#### [DIRECTION]
Copy out the lines of the items word for word, starting with the line that contains "Would you mind indicating the stone" and running through the last line of the items. Leave the pictures out of your copy.

#### [EXERCISE DATA]
========

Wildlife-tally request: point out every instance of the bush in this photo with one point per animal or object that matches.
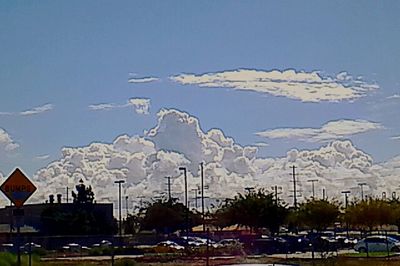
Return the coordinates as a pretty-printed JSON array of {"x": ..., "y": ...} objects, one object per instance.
[
  {"x": 125, "y": 262},
  {"x": 7, "y": 259}
]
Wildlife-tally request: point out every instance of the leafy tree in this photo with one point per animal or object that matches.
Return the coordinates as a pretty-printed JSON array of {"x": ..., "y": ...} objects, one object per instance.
[
  {"x": 316, "y": 214},
  {"x": 81, "y": 218},
  {"x": 253, "y": 209},
  {"x": 371, "y": 213},
  {"x": 168, "y": 216},
  {"x": 84, "y": 194}
]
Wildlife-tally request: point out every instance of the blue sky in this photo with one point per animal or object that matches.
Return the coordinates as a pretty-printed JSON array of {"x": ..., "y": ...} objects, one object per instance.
[{"x": 70, "y": 55}]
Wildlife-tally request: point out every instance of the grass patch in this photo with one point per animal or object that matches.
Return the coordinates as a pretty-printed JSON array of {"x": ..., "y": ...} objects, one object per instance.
[
  {"x": 370, "y": 255},
  {"x": 10, "y": 259}
]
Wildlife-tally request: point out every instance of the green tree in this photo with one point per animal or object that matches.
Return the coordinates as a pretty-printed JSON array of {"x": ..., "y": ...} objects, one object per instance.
[
  {"x": 316, "y": 214},
  {"x": 370, "y": 213},
  {"x": 84, "y": 194},
  {"x": 80, "y": 218},
  {"x": 254, "y": 209},
  {"x": 167, "y": 216}
]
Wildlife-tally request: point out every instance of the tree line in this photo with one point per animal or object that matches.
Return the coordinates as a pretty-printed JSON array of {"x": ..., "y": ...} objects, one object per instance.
[{"x": 259, "y": 210}]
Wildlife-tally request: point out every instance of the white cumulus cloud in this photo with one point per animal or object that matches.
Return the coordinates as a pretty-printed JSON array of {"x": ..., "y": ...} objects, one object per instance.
[
  {"x": 6, "y": 142},
  {"x": 37, "y": 110},
  {"x": 33, "y": 111},
  {"x": 177, "y": 140},
  {"x": 330, "y": 131},
  {"x": 140, "y": 106},
  {"x": 143, "y": 80},
  {"x": 394, "y": 96},
  {"x": 299, "y": 85}
]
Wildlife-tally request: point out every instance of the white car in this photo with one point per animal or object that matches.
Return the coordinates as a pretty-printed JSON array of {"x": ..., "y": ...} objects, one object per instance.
[
  {"x": 170, "y": 244},
  {"x": 377, "y": 243}
]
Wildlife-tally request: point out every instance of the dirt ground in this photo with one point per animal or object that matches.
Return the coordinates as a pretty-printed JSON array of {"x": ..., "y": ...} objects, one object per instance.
[{"x": 234, "y": 260}]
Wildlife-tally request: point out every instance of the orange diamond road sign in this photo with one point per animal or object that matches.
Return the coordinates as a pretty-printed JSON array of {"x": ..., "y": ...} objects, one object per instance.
[{"x": 18, "y": 188}]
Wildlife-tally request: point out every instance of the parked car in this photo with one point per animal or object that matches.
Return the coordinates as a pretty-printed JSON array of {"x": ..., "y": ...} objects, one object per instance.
[
  {"x": 323, "y": 241},
  {"x": 103, "y": 243},
  {"x": 297, "y": 243},
  {"x": 345, "y": 242},
  {"x": 269, "y": 245},
  {"x": 29, "y": 246},
  {"x": 74, "y": 247},
  {"x": 378, "y": 243},
  {"x": 168, "y": 247},
  {"x": 228, "y": 242}
]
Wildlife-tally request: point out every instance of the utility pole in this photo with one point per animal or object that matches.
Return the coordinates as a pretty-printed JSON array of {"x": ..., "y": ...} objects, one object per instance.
[
  {"x": 120, "y": 182},
  {"x": 249, "y": 189},
  {"x": 294, "y": 186},
  {"x": 202, "y": 197},
  {"x": 195, "y": 190},
  {"x": 312, "y": 184},
  {"x": 362, "y": 189},
  {"x": 275, "y": 188},
  {"x": 169, "y": 188},
  {"x": 183, "y": 169},
  {"x": 346, "y": 193},
  {"x": 126, "y": 206}
]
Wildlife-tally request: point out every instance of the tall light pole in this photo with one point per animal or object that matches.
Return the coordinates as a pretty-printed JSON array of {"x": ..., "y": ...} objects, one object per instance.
[
  {"x": 119, "y": 182},
  {"x": 312, "y": 184},
  {"x": 202, "y": 197},
  {"x": 362, "y": 189},
  {"x": 346, "y": 193},
  {"x": 126, "y": 206},
  {"x": 275, "y": 188},
  {"x": 294, "y": 186},
  {"x": 183, "y": 169}
]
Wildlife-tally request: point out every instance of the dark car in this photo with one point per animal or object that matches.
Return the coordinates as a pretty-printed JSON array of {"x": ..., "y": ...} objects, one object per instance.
[
  {"x": 269, "y": 245},
  {"x": 323, "y": 241},
  {"x": 296, "y": 243}
]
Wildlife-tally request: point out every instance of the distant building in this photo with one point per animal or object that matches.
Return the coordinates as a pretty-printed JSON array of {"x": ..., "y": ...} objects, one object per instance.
[{"x": 33, "y": 213}]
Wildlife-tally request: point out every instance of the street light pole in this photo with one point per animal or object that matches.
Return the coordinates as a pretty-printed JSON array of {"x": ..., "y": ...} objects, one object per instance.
[
  {"x": 312, "y": 184},
  {"x": 202, "y": 197},
  {"x": 126, "y": 206},
  {"x": 183, "y": 169},
  {"x": 346, "y": 193},
  {"x": 119, "y": 182},
  {"x": 362, "y": 189}
]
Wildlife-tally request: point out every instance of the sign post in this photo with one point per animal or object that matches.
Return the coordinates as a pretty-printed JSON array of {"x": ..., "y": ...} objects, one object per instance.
[{"x": 18, "y": 188}]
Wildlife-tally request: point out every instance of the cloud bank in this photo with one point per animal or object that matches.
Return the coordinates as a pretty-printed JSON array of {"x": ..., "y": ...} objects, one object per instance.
[
  {"x": 178, "y": 141},
  {"x": 32, "y": 111},
  {"x": 139, "y": 105},
  {"x": 299, "y": 85},
  {"x": 143, "y": 80},
  {"x": 6, "y": 142},
  {"x": 330, "y": 131}
]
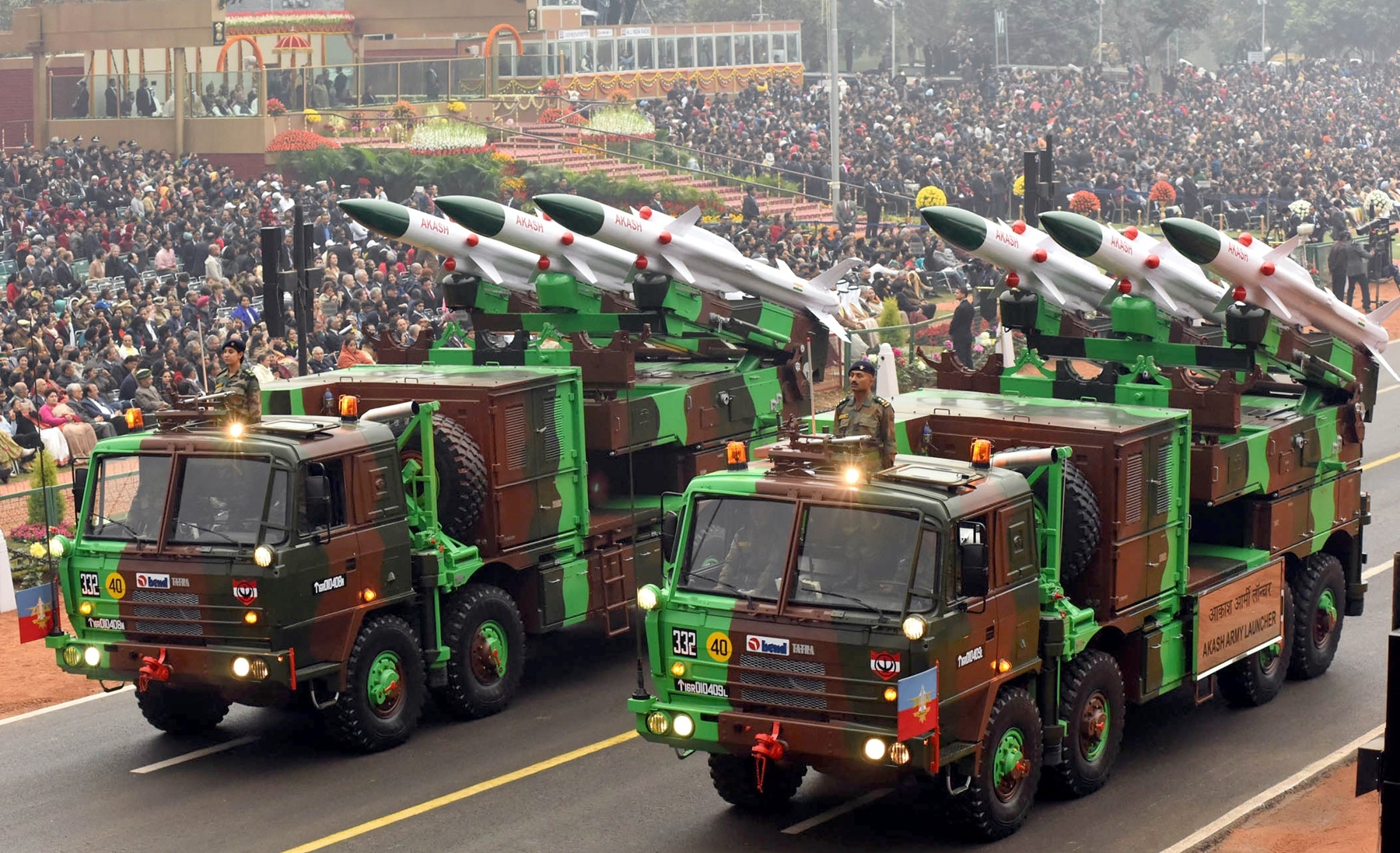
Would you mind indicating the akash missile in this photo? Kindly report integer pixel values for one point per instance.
(709, 262)
(590, 260)
(1269, 278)
(495, 260)
(1039, 262)
(1154, 267)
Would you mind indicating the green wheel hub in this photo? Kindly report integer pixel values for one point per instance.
(490, 652)
(1325, 620)
(1094, 725)
(1010, 765)
(385, 685)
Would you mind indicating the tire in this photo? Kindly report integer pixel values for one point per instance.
(479, 624)
(1011, 755)
(1083, 527)
(1258, 678)
(181, 711)
(461, 468)
(1092, 704)
(1319, 611)
(383, 701)
(735, 781)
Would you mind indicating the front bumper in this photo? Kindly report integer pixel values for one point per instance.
(189, 666)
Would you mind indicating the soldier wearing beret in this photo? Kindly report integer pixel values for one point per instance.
(240, 383)
(863, 414)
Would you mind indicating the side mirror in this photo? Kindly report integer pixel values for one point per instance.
(318, 500)
(670, 524)
(975, 580)
(79, 488)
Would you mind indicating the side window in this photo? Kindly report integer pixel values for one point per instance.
(335, 472)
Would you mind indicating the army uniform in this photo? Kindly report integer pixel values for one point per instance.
(245, 393)
(874, 418)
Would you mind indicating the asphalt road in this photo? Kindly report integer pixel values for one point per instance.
(552, 774)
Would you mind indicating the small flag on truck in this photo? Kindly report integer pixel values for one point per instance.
(35, 611)
(917, 704)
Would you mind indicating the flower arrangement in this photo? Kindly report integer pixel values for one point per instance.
(931, 197)
(448, 138)
(1162, 194)
(1379, 201)
(300, 141)
(619, 124)
(1085, 204)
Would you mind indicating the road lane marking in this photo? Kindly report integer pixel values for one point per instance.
(1381, 461)
(464, 793)
(838, 811)
(1273, 793)
(63, 704)
(180, 760)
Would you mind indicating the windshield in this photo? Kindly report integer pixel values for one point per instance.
(129, 498)
(738, 547)
(222, 499)
(859, 559)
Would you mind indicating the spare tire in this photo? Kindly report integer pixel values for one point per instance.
(461, 468)
(1083, 526)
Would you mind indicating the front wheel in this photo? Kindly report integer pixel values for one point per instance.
(737, 782)
(181, 711)
(384, 699)
(1004, 788)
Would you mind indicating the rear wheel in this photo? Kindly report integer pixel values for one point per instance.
(1003, 790)
(1259, 676)
(735, 779)
(1319, 610)
(384, 699)
(486, 636)
(181, 711)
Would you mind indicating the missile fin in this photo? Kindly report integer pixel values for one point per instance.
(1286, 248)
(1381, 314)
(832, 278)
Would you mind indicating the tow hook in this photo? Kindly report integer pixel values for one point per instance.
(153, 669)
(766, 747)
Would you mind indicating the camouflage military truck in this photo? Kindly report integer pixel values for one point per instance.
(1046, 550)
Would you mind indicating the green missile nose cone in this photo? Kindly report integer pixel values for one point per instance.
(381, 218)
(1196, 241)
(483, 216)
(583, 216)
(1077, 232)
(961, 227)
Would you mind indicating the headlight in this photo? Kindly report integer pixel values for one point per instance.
(685, 725)
(875, 750)
(915, 628)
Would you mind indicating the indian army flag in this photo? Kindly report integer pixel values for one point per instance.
(917, 704)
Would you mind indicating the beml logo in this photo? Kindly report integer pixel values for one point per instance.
(768, 645)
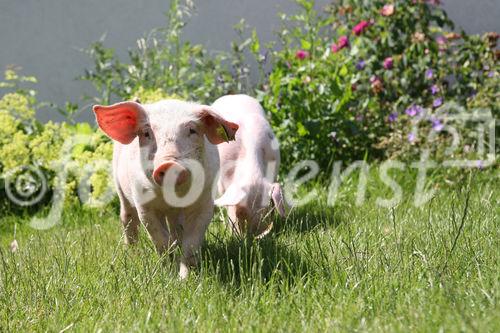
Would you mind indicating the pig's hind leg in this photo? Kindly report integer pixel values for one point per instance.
(193, 234)
(130, 222)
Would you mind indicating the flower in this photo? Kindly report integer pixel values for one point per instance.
(343, 42)
(393, 117)
(414, 110)
(387, 10)
(360, 65)
(388, 63)
(437, 102)
(418, 37)
(429, 74)
(437, 125)
(441, 40)
(452, 36)
(302, 54)
(360, 27)
(14, 246)
(377, 85)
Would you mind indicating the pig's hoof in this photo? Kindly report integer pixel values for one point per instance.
(183, 271)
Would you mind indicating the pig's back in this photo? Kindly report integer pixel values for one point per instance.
(254, 144)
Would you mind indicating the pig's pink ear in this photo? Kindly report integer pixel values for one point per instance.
(217, 129)
(278, 199)
(119, 121)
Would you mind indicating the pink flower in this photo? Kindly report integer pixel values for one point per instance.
(387, 10)
(360, 27)
(343, 42)
(302, 54)
(388, 63)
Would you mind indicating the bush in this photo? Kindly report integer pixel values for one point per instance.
(349, 82)
(34, 160)
(165, 65)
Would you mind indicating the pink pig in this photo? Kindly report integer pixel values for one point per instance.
(164, 166)
(249, 167)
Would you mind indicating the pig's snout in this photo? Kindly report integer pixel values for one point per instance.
(180, 173)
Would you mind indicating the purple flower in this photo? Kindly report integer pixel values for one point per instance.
(388, 63)
(360, 65)
(343, 42)
(437, 102)
(302, 54)
(414, 110)
(441, 40)
(360, 28)
(429, 74)
(437, 125)
(393, 117)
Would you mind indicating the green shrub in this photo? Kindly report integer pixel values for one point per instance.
(34, 160)
(163, 64)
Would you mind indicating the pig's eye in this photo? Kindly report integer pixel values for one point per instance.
(147, 134)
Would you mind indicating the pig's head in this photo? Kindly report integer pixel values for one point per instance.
(250, 208)
(165, 133)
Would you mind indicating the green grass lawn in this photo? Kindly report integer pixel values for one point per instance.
(354, 268)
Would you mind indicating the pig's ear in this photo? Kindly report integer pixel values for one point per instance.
(278, 199)
(120, 121)
(217, 129)
(232, 197)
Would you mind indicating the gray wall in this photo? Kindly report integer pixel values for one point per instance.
(45, 37)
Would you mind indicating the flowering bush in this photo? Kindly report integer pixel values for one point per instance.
(349, 82)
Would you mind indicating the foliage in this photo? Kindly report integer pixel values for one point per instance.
(344, 82)
(162, 63)
(27, 146)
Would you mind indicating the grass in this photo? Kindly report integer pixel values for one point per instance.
(346, 268)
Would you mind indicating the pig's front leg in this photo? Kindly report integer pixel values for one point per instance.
(130, 222)
(157, 229)
(193, 234)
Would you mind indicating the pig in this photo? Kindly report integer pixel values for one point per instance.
(249, 167)
(163, 153)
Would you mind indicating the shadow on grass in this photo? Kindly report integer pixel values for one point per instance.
(308, 218)
(244, 261)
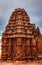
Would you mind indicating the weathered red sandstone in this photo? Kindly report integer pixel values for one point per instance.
(21, 39)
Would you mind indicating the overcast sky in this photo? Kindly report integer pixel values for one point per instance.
(33, 8)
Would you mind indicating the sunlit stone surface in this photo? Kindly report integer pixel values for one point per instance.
(21, 39)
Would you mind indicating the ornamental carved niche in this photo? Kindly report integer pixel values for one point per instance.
(21, 39)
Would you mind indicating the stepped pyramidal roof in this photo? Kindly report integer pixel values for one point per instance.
(20, 40)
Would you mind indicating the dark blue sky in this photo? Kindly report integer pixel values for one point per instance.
(33, 8)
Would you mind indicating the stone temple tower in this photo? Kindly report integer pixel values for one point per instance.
(20, 38)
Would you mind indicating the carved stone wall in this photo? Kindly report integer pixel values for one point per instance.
(20, 38)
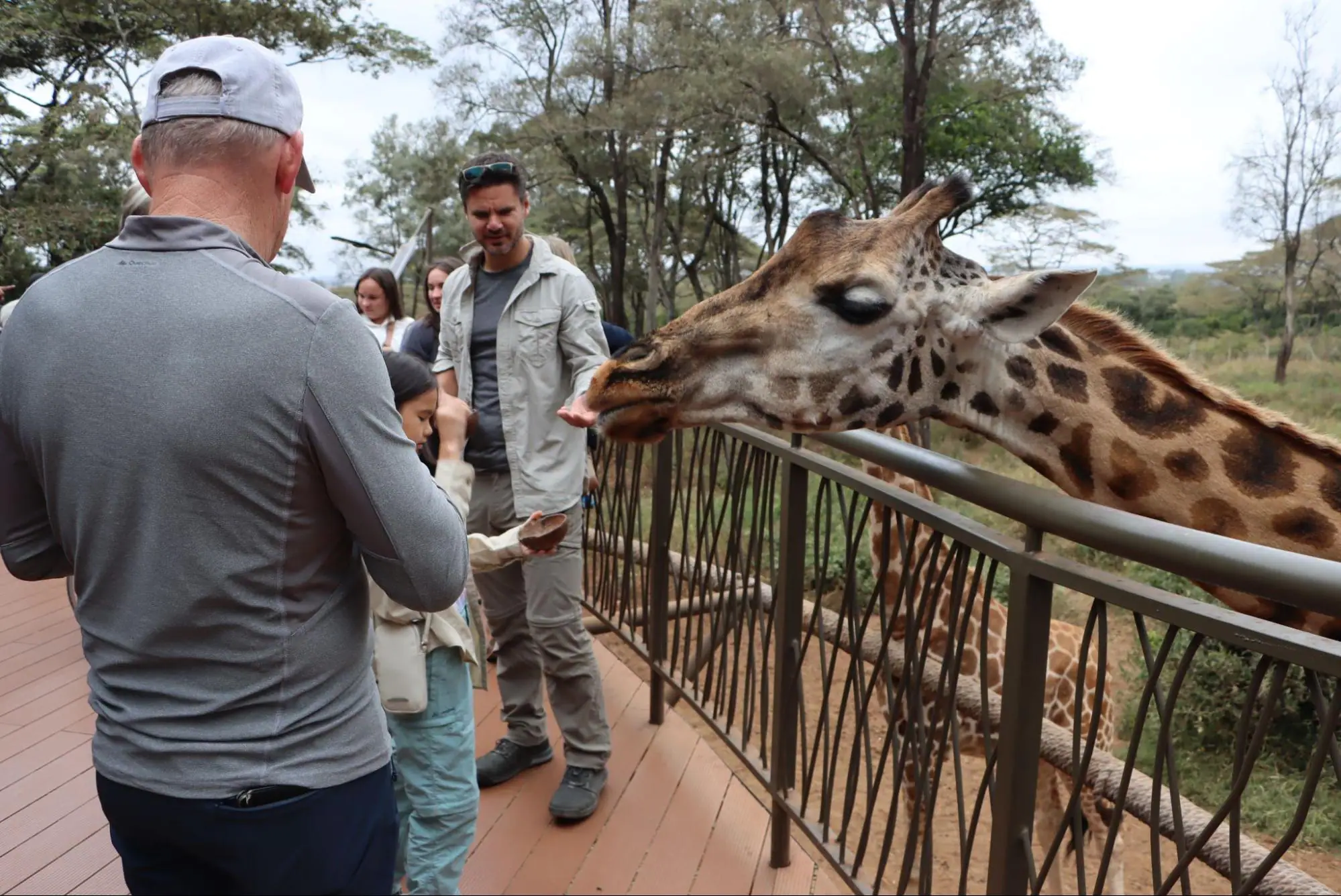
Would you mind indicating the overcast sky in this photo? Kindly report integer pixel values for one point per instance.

========

#### [ANSWER FOR THE TASK]
Would you mind indicating the stone temple tower in this photo? Kindly report integer pixel values for one point per instance.
(20, 38)
Would you mind indicating the carved stone wall in this photo? Kindly report integer pixel values for one point per instance.
(20, 38)
Would you mind indicating the overcast sky in this photo? Kindly report integer pixel values for one point per instance.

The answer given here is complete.